### Selected text

--- Begin ---

In the post-war period, in part, I’m sure, because more and more became known about the persecution and mass murder of the Jews in Europe, many Americans, as other people, recognized how bad “bad” can be when antisemitism goes unchecked. So for most American Jews — not all — but for most American Jews in the post-war period, life has been a lot better, more or less normal. Most Jews in America today go about their daily lives undisturbed.
On the other hand, I don’t think there’s a Jewish synagogue, a Jewish school, a Jewish community center in America without protection today. That’s new, and it’s abnormal, and it’s not easy to get used to. When Christians go to church, they don’t have to pass through security, which is the only way it should be. But when Jews go to synagogue on Shabbat or on the holidays, in fact, they’re checked.
It seems as though Europe has had this procedure much longer than the United States. You think that’s a fair characterization?
Europe has had it longer. When I’ve been to Europe, over the years, I did see security before many Jewish institutions and felt good being an American, being in a country where that was not necessary. That’s no longer the case. It has changed, and I’d say changed for the worst. There’s one organization in New York that’s actually trained something like 3,000 security guards to offer protection before Jewish synagogues and other institutions.
So we are in a new chapter of American Jewish history. As you know, there have been brutal attacks on Jews at prayer in different synagogues and day by day in different venues. Things are just not as hospitable and as welcoming as they have been.
I would assume that you can’t put your finger on any one reason why this is the case, but could you give us some reasons?
Yes. Antisemitism is multicausal, so we can’t reduce it to any one set of actors or any one set of attitudes. Recently, the FBI director, Christopher Wray, testified before a Special Security Commission meeting in the House of Representatives and said Jews are getting hit from all sides. And he was right to describe the variegated causes of antisemitism. It’s coming from the left, it’s coming from the right. It’s coming from certain militant segments within Islamic communities, from certain very aggressive segments within the Black communities as well. It exists in certain labor unions. Certain campuses are no longer as welcoming as they had been in the past. So there is no one cause in particular. But when I add it all up together, what we’re looking at is a degree of ongoing hostility, which seems to be increasing, that we’ve not seen before for decades.

--- End ---

Dataset records on where objects are located:

--- Begin ---

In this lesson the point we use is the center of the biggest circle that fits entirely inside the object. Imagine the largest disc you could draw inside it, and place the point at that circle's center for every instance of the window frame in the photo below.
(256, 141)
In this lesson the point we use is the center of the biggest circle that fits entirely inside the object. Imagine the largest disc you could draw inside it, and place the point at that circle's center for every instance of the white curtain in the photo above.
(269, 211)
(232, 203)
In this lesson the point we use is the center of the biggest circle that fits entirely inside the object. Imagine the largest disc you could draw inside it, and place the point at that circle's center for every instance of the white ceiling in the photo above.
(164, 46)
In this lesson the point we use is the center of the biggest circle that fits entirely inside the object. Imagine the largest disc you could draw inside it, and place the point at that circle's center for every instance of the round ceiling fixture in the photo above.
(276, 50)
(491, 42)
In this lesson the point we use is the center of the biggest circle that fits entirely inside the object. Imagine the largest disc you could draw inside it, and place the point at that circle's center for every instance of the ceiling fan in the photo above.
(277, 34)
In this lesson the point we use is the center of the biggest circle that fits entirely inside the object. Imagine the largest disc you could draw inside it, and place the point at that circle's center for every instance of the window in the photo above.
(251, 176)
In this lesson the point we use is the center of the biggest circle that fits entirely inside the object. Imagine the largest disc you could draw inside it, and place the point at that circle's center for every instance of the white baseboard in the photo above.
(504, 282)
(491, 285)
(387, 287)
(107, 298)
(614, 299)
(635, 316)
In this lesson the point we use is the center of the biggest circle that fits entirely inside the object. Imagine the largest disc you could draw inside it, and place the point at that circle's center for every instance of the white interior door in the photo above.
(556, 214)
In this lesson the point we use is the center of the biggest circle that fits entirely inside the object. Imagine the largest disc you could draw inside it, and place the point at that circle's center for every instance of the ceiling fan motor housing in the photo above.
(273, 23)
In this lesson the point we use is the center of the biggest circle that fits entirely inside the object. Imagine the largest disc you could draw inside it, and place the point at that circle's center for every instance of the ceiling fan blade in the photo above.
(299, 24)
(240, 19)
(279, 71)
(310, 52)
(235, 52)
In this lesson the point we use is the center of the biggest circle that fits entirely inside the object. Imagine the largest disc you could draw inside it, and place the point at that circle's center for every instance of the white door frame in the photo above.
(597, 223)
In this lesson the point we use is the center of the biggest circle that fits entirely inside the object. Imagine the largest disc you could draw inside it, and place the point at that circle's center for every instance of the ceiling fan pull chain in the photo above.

--- End ---

### Objective
Print the interview passage on antisemitism in America word for word, in full. This material was drawn from a separate source.

### Output below
In the post-war period, in part, I’m sure, because more and more became known about the persecution and mass murder of the Jews in Europe, many Americans, as other people, recognized how bad “bad” can be when antisemitism goes unchecked. So for most American Jews — not all — but for most American Jews in the post-war period, life has been a lot better, more or less normal. Most Jews in America today go about their daily lives undisturbed.
On the other hand, I don’t think there’s a Jewish synagogue, a Jewish school, a Jewish community center in America without protection today. That’s new, and it’s abnormal, and it’s not easy to get used to. When Christians go to church, they don’t have to pass through security, which is the only way it should be. But when Jews go to synagogue on Shabbat or on the holidays, in fact, they’re checked.
It seems as though Europe has had this procedure much longer than the United States. You think that’s a fair characterization?
Europe has had it longer. When I’ve been to Europe, over the years, I did see security before many Jewish institutions and felt good being an American, being in a country where that was not necessary. That’s no longer the case. It has changed, and I’d say changed for the worst. There’s one organization in New York that’s actually trained something like 3,000 security guards to offer protection before Jewish synagogues and other institutions.
So we are in a new chapter of American Jewish history. As you know, there have been brutal attacks on Jews at prayer in different synagogues and day by day in different venues. Things are just not as hospitable and as welcoming as they have been.
I would assume that you can’t put your finger on any one reason why this is the case, but could you give us some reasons?
Yes. Antisemitism is multicausal, so we can’t reduce it to any one set of actors or any one set of attitudes. Recently, the FBI director, Christopher Wray, testified before a Special Security Commission meeting in the House of Representatives and said Jews are getting hit from all sides. And he was right to describe the variegated causes of antisemitism. It’s coming from the left, it’s coming from the right. It’s coming from certain militant segments within Islamic communities, from certain very aggressive segments within the Black communities as well. It exists in certain labor unions. Certain campuses are no longer as welcoming as they had been in the past. So there is no one cause in particular. But when I add it all up together, what we’re looking at is a degree of ongoing hostility, which seems to be increasing, that we’ve not seen before for decades.